Input: Begin

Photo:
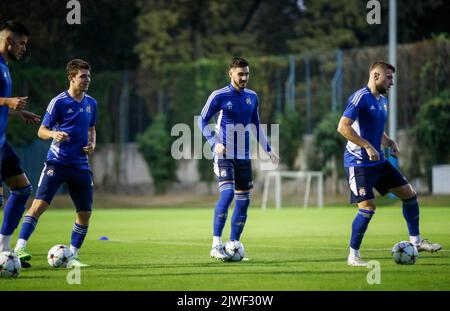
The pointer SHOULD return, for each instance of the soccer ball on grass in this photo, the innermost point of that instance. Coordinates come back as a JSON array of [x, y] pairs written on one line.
[[235, 250], [405, 253], [59, 256], [9, 265]]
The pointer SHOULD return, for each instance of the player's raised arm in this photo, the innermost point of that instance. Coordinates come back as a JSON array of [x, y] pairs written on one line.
[[345, 129], [390, 143], [27, 116], [45, 133], [208, 111], [14, 103], [92, 137], [261, 137]]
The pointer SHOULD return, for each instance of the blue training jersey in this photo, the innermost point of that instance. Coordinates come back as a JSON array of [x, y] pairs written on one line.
[[5, 91], [75, 118], [236, 113], [369, 114]]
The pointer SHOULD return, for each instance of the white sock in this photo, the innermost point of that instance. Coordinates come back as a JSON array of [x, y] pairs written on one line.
[[74, 250], [5, 242], [217, 240], [415, 239], [354, 252], [21, 243]]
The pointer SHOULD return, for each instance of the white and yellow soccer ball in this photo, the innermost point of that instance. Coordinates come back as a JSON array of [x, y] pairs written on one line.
[[234, 250], [405, 253], [9, 265], [59, 256]]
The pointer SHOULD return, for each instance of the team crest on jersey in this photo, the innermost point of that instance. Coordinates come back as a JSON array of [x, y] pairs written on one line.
[[362, 191]]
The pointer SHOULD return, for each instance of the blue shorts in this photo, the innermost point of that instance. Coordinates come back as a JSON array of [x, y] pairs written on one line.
[[362, 180], [9, 163], [237, 170], [79, 183]]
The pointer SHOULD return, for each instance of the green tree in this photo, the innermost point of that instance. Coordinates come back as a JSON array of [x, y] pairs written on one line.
[[328, 148], [291, 133], [155, 145], [431, 131]]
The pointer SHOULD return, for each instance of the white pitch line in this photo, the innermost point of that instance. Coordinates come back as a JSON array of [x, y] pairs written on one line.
[[256, 245]]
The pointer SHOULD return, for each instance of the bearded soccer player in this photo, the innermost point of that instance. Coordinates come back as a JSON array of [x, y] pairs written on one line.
[[70, 122], [13, 44], [236, 110], [362, 124]]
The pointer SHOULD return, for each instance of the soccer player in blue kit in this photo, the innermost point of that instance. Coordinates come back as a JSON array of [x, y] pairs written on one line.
[[70, 122], [362, 124], [13, 42], [236, 110]]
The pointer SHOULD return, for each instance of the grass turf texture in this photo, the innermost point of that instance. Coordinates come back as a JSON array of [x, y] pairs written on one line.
[[289, 249]]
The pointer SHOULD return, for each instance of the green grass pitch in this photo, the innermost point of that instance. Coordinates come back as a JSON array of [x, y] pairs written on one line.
[[289, 249]]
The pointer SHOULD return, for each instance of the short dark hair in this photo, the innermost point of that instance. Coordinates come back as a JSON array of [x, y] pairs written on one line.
[[15, 27], [238, 62], [76, 64], [381, 64]]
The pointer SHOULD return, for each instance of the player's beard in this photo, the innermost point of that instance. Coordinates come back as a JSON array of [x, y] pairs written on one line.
[[13, 56], [241, 84], [381, 89]]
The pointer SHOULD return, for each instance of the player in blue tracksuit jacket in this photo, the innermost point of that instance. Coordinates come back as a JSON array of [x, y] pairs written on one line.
[[235, 109], [362, 124]]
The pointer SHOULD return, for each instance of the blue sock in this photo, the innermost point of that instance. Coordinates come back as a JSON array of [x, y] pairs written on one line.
[[14, 209], [411, 214], [242, 201], [359, 227], [78, 234], [221, 210], [28, 225]]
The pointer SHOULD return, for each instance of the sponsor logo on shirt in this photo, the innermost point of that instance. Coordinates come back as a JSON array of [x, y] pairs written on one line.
[[362, 191]]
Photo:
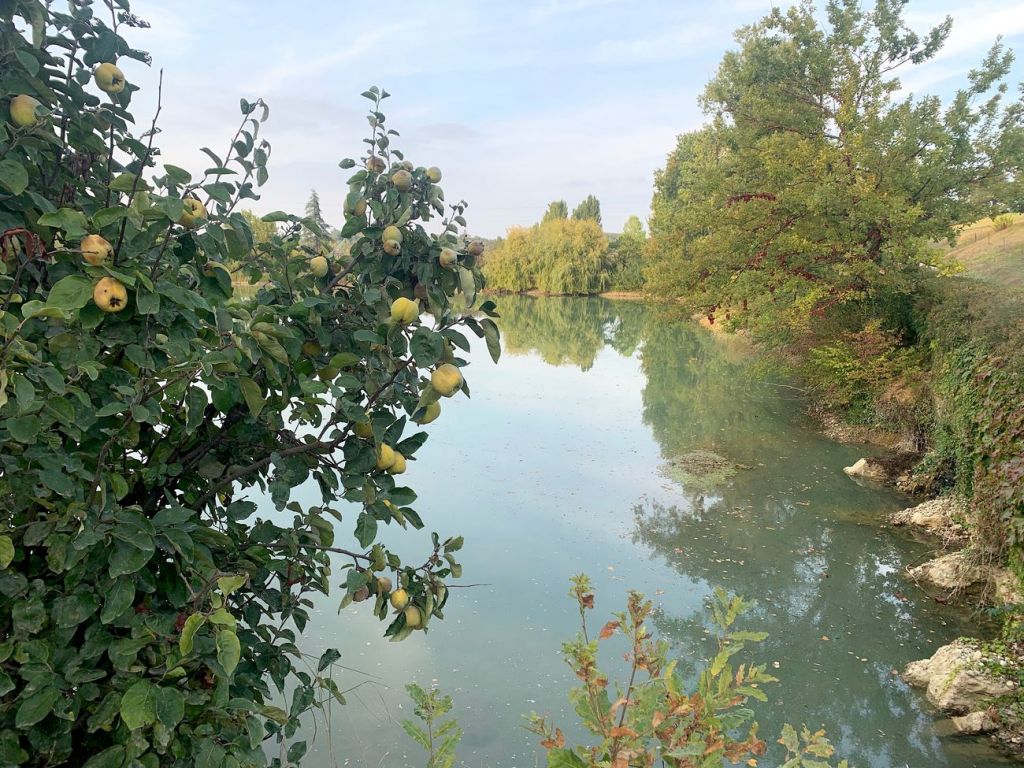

Input: End

» **Directions**: Leave every picture out and return exactly the lines from the one holding "The pointer SHOULD return, for each instance of the sponsor" through the end of the records above, both ends included, and nothing more.

» **Response to this task**:
The pointer SHOULD return, for each instance of the sponsor logo on shirt in this photo, the innermost point of that instance. Coordinates come back as a JSON array of [x, y] pairs written on one line.
[[362, 191]]
Photo:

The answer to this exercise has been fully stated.